### [TEXT SEGMENT]
****************************************

Although I am not optimistic, I think evidence is mounting in abundance around the world that nothing will get better until people decide to drastically cut back on the role of government. Like, more than a 50% total cut. At least.
Let us pause here to engage in a thought experiment on the utility of an arrow fletched on both ends.
Wait, grasshopper; do not be too quick to say it would be pointless.
Leftists have an incredible ability to implement a mental disconnect. On the one hand, when there's something or an action with which they disagree, they rush to tax it, in order to have less of it. At the same time, they'll swear up and down that increasing taxes in general won't slow spending or the economy.
A normal human being's brain would explode if one tried to work that out in one's head. Maybe Michael Savage is right, that liberalism IS a mental disease.
Mark
Excellent summary.
I knew all the facts, but I did not have a clear, coherent appreciation of how all these things are related politically and economically.
There are so many nuances that would need to be discussed here if we were to get to the bottom of Japan’s doldrums, but I’m typing this while I should be working :-) so I’ll just mention one. The reason the consumption tax rise doesn’t concern most of the politicians is that in Japanese households, the wife runs the finances (it’s a Confucian thing), so the Diet raises the tax, and then hands the job of figuring out how to afford the higher tax over to the married women of Japan. The last time this happened, about 20 years ago, the SDP ran a bunch of women candidates in the Upper House in order to get the angry-wife vote, and succeeded, but that was essentially the end of the matter. What will happen this time is anyone’s guess.
How will that happen if, as the article says above, the quality of English language instruction is deteriorating?

****************************************

### [STUDY QUESTIONS]
A - Which Japanese political bodies and parties does the comment thread name?
B - Print the portion of the comment thread starting with "Leftists have an" and going on through "Excellent summary.".
Rely on the comment thread alone.

### [SUPPLIED INFORMATION]
****************************************

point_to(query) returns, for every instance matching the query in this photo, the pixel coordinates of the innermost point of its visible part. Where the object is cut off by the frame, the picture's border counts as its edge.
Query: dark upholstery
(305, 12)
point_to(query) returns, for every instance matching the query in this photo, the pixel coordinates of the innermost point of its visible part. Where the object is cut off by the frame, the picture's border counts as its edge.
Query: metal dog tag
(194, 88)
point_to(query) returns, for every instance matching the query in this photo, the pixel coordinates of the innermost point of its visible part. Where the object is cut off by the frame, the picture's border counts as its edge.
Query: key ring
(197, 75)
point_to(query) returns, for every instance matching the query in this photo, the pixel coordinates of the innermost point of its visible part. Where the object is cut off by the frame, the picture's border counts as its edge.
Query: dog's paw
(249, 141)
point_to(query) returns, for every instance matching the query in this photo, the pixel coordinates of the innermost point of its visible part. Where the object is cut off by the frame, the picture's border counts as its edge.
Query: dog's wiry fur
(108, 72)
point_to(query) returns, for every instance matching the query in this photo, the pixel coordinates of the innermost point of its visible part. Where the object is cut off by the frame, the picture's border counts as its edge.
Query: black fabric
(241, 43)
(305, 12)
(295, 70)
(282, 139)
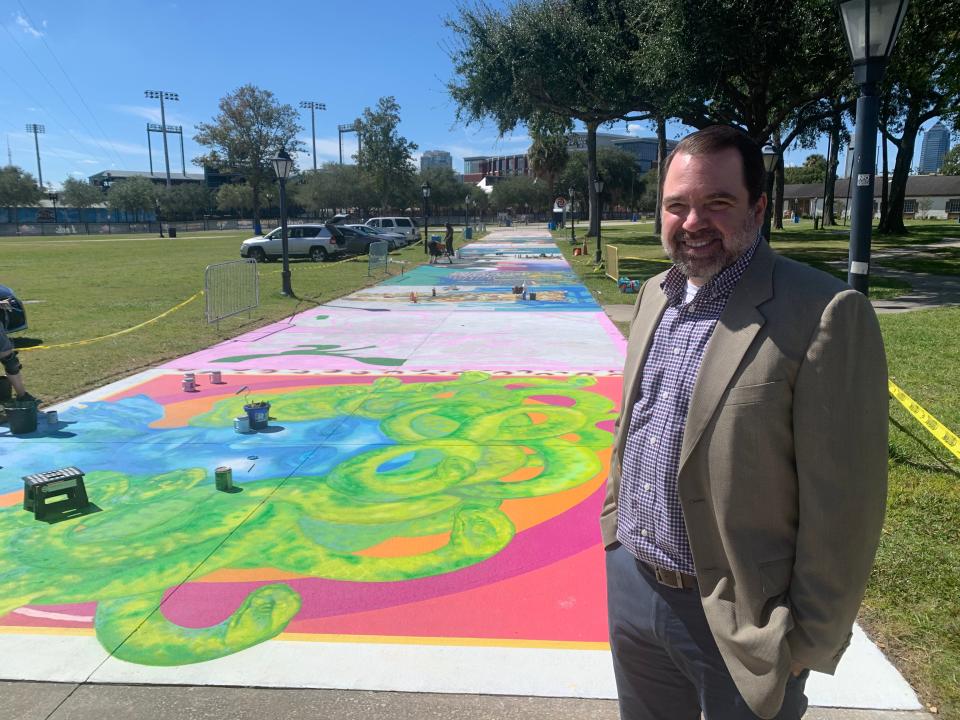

****************************************

### [ANSWERS PER TASK]
A - The Diet, the Upper House, and the SDP.

B -
Leftists have an incredible ability to implement a mental disconnect. On the one hand, when there's something or an action with which they disagree, they rush to tax it, in order to have less of it. At the same time, they'll swear up and down that increasing taxes in general won't slow spending or the economy.
A normal human being's brain would explode if one tried to work that out in one's head. Maybe Michael Savage is right, that liberalism IS a mental disease.
Mark
Excellent summary.